[START Supplied material]

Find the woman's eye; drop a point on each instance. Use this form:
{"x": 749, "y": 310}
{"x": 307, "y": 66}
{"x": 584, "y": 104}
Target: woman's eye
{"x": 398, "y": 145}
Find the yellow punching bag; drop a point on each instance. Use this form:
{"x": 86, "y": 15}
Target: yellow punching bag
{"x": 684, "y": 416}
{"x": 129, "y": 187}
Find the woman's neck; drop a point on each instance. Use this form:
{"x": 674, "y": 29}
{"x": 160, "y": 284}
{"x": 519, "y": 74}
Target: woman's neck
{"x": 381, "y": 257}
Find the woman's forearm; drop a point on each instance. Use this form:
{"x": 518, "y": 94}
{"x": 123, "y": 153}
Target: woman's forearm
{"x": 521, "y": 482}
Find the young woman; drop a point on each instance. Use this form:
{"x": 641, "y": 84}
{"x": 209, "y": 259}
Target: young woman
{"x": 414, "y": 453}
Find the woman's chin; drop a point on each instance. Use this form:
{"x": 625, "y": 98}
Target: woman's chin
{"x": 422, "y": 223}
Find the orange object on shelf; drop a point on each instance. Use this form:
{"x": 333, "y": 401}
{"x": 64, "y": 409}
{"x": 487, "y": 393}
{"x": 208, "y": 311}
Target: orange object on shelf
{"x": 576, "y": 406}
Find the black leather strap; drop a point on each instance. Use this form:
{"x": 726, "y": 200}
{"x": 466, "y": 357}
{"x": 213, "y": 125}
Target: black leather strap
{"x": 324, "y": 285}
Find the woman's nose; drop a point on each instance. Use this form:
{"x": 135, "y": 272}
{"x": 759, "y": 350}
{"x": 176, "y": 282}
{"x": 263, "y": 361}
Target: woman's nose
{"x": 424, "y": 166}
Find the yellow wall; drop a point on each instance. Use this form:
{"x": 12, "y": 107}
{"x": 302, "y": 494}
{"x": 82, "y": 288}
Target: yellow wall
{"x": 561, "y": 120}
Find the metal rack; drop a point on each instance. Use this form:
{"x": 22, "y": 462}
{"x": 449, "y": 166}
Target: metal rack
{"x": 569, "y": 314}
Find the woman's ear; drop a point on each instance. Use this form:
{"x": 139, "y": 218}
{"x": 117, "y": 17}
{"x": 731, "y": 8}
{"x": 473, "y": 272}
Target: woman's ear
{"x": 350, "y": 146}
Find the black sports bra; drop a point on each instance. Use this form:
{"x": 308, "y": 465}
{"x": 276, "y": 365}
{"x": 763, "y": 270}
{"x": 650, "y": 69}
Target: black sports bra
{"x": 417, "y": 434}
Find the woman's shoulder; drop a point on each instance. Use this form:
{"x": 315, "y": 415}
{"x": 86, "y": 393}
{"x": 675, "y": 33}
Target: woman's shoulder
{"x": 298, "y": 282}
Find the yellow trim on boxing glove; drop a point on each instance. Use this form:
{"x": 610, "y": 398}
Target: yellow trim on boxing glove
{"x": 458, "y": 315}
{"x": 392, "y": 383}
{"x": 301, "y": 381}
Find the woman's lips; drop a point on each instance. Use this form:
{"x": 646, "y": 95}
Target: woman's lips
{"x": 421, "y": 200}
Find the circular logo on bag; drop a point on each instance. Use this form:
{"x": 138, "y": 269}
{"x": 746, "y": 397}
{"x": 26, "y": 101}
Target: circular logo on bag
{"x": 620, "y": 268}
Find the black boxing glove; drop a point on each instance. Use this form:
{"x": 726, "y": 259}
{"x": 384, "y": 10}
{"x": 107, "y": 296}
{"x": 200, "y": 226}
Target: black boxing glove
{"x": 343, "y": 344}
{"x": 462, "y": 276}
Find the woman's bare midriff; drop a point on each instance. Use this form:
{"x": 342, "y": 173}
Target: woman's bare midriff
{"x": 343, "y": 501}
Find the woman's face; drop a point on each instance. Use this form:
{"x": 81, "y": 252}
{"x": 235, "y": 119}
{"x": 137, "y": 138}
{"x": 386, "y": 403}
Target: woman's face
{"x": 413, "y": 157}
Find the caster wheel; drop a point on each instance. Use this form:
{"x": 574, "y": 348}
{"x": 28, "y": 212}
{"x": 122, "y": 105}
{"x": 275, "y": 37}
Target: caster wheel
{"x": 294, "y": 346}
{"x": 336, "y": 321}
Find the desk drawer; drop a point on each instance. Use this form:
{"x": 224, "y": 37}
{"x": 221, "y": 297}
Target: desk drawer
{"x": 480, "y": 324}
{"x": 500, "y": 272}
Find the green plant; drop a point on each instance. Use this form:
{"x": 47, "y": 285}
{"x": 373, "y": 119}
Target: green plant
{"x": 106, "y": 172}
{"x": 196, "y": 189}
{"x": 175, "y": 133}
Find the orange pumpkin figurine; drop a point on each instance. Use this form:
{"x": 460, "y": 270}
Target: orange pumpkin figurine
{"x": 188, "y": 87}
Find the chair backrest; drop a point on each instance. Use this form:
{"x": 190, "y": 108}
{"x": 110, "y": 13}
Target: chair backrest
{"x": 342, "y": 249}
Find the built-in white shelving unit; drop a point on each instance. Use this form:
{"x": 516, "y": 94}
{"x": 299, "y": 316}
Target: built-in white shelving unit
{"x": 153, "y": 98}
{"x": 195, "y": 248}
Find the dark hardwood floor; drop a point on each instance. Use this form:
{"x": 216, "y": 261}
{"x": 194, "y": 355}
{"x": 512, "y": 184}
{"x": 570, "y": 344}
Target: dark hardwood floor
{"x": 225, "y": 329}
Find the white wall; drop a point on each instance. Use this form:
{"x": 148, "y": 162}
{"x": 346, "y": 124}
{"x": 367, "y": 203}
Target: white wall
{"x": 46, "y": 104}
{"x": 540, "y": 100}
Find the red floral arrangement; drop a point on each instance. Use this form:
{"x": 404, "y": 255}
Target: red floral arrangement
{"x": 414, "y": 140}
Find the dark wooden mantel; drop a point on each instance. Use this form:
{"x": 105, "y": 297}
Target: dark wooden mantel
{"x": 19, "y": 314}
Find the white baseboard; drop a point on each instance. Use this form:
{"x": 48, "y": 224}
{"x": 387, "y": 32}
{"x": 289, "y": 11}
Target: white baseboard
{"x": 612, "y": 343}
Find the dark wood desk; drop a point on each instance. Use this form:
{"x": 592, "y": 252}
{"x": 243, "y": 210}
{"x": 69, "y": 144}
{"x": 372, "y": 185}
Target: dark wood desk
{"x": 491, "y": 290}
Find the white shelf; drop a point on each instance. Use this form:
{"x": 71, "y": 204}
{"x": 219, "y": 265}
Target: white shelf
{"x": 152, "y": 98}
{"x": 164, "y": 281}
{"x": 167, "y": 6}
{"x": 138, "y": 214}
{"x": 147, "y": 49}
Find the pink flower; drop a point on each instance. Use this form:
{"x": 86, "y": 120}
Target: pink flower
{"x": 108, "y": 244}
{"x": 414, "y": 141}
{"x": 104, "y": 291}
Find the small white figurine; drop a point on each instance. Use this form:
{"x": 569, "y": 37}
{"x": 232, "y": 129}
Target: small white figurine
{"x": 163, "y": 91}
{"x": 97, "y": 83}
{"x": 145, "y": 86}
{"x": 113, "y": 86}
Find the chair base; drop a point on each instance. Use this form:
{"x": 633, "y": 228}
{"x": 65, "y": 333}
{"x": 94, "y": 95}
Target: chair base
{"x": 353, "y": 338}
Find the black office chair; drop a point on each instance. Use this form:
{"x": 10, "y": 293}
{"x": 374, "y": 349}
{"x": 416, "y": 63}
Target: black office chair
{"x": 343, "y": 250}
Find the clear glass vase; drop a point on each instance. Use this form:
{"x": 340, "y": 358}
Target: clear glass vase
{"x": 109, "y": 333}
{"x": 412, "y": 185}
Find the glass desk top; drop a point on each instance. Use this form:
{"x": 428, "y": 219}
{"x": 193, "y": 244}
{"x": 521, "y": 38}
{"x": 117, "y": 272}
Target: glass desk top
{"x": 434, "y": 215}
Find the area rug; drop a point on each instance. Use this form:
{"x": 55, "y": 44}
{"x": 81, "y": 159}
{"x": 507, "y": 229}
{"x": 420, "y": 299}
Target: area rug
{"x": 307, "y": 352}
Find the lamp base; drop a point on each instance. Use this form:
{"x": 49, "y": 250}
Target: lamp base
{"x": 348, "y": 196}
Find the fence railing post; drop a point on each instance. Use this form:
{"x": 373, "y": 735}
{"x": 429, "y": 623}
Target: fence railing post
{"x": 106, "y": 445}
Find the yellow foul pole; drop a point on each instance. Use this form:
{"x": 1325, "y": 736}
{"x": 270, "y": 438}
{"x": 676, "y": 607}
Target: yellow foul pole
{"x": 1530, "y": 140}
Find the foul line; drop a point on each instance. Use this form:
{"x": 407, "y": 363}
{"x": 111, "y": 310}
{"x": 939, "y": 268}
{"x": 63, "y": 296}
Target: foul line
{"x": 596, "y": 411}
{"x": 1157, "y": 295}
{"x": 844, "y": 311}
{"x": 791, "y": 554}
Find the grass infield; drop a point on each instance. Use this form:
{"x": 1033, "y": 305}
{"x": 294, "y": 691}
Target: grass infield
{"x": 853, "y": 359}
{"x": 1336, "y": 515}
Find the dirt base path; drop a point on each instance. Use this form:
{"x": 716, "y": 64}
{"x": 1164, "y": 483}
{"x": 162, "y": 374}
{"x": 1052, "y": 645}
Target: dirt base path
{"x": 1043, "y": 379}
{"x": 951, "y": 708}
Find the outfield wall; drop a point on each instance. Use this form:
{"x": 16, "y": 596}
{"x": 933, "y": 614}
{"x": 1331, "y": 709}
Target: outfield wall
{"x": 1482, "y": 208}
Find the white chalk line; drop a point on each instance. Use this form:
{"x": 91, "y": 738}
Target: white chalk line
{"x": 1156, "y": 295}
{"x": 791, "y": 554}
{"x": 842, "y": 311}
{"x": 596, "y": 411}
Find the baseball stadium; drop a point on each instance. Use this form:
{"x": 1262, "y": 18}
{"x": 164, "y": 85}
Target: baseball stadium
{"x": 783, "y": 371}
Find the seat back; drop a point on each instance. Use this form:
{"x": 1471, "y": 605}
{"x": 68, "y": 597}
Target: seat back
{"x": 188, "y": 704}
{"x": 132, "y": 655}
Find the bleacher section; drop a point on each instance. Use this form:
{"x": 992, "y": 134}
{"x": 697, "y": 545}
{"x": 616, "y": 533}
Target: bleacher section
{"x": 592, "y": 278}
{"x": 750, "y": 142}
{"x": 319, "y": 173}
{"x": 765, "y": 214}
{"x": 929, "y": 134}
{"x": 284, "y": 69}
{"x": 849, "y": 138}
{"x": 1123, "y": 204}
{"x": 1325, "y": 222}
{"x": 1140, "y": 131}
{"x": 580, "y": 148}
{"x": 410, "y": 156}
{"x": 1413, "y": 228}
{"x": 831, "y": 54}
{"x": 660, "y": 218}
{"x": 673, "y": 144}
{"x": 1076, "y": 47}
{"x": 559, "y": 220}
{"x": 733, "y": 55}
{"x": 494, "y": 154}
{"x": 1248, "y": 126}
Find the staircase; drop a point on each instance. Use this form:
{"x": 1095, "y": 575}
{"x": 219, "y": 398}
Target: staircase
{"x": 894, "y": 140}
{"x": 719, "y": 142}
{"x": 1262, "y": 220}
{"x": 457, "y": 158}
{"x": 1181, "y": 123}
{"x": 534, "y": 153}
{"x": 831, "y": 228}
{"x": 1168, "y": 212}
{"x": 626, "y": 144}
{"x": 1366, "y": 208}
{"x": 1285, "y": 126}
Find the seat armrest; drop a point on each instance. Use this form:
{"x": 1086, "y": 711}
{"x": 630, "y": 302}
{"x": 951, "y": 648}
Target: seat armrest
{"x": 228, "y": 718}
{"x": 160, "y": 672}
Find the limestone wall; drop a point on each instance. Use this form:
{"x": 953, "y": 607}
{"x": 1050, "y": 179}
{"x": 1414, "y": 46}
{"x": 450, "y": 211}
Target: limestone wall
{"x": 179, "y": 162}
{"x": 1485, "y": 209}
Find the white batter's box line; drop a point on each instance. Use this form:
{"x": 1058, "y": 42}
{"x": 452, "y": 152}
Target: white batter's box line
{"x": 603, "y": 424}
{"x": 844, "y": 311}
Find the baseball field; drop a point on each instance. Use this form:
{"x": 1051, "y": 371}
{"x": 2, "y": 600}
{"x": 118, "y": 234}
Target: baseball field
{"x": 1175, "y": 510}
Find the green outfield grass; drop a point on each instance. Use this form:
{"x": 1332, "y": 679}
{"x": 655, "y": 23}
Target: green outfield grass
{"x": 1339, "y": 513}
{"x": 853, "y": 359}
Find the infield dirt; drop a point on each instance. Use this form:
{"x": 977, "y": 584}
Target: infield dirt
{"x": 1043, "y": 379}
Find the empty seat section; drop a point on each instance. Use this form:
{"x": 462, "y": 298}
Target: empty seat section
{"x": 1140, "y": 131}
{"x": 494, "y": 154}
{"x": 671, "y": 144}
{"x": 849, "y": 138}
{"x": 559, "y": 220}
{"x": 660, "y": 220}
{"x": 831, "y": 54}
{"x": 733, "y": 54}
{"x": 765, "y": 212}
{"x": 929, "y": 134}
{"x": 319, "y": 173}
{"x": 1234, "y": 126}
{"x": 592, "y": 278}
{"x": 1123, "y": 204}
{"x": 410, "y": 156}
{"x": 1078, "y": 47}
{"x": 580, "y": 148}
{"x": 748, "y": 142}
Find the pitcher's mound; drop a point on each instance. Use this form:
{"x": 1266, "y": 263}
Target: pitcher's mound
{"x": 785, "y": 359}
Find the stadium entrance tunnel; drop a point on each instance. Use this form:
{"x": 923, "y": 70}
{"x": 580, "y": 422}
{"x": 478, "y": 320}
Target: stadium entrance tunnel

[END Supplied material]

Objective: Copy the lines word for word, starting at the line that contains "Find the pitcher's" and stopping after the last line.

Response below:
Find the pitcher's mound; drop a point on each instance. Use this form:
{"x": 1266, "y": 263}
Target: pitcher's mound
{"x": 785, "y": 359}
Find the stadium entrance tunnel; drop a point on each instance. Use this form:
{"x": 923, "y": 70}
{"x": 580, "y": 422}
{"x": 478, "y": 320}
Target: stadium entrance tunnel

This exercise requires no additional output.